▶ [Exercise instructions]:
• A. Transcribe the One Missed Call review between "Genre:  Suspense, Horror, Remake" and "see who’s texting?", inclusive.
• B. Decide whether each statement agrees with the One Missed Call review, and support each yes or no with the deciding words of the review, quoted exactly. (i) The film is a remake of a Japanese film from 2004. (ii) Beth manages to prevent Leanne's death. (iii) Ray Wise plays Detective Jack Andrews.

Crosswalk.com

Cell-Phone Scrutiny Follows One Missed Call

Christian Hamaker

DVD Release Date:  April 22, 2008
Theatrical Release Date:  January 4, 2008
Rating:  PG-13 (for intense sequences of violence and terror, frightening images, some sexual material and thematic elements)
Genre:  Suspense, Horror, Remake
Running Time:  87 minutes
Director:  Eric Valette
Actors:  Shannyn Sossamon, Edward Burns, Ana Claudia Talancon, Ray Wise, Azura Skye, Johnny Lewis, Jason Beghe, Margaret Cho

Pity the poor cell phone. Once a luxury item, cell phones have become ubiquitous communications tools. But for every person who finds them essential, there’s someone else who finds them an annoyance. Can we go out to eat, take the subway, or walk down the street just once without having to listen to one side of someone else’s private conversation? Do people have to light up those screens in a darkened theater—thereby distracting everyone around them—just to see who’s texting?

Minor annoyances aside, cell phones have been blamed for traffic deaths and have been suspected as a source of brain cancer. One Missed Call takes the mortal consequences of cell-phone use to a new extreme, suggesting that the dead can use cell-phone technology to transmit messages and warnings to the living. But this stale new film—a remake of a Japanese film from 2004—is as innovative as a rotary-dial handset from the 1970s.

The film opens with a woman being pulled into a pond by something—someone—below the surface. Leanne (Azura Skye), a friend of the deceased woman, receives a posthumous message from the dead friend, with a recording of Leanne’s voice at the moment of her own death—time-stamped for the very near future.

Mutual friend Beth (Shannyn Sossamon) is unable to prevent Leanne’s demise, and when another friend (Johnny Lewis) dies after receiving an ominous cell-phone message, Beth tries to convince the authorities of a supernatural connection. It seems that no matter how much effort is spent in trying to destroy the cell phones, the calls keep coming. (Presumably, if we still lived in a landline age, the events in the story wouldn’t be possible.)

Her efforts come to no avail until Detective Jack Andrews (Edward Burns) buys into her premise. Together, they trace the chain of causation back to a hospital fire and a traumatized young patient, but not before more friends meet their Maker. One (Ana Claudia Talancon) even volunteers herself—and her cell phone—for an exorcism on live TV, during which a participant offers a bizarre explanation for how the dead can tap into modern technology.

▶ [Provided data]:
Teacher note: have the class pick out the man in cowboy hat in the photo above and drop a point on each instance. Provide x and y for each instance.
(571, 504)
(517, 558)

▶ [Answers provided]:
• A.
Genre:  Suspense, Horror, Remake
Running Time:  87 minutes
Director:  Eric Valette
Actors:  Shannyn Sossamon, Edward Burns, Ana Claudia Talancon, Ray Wise, Azura Skye, Johnny Lewis, Jason Beghe, Margaret Cho

Pity the poor cell phone. Once a luxury item, cell phones have become ubiquitous communications tools. But for every person who finds them essential, there’s someone else who finds them an annoyance. Can we go out to eat, take the subway, or walk down the street just once without having to listen to one side of someone else’s private conversation? Do people have to light up those screens in a darkened theater—thereby distracting everyone around them—just to see who’s texting?

• B.
(i) Yes: "a remake of a Japanese film from 2004"
(ii) No: "Mutual friend Beth (Shannyn Sossamon) is unable to prevent Leanne’s demise"
(iii) No: "Detective Jack Andrews (Edward Burns)"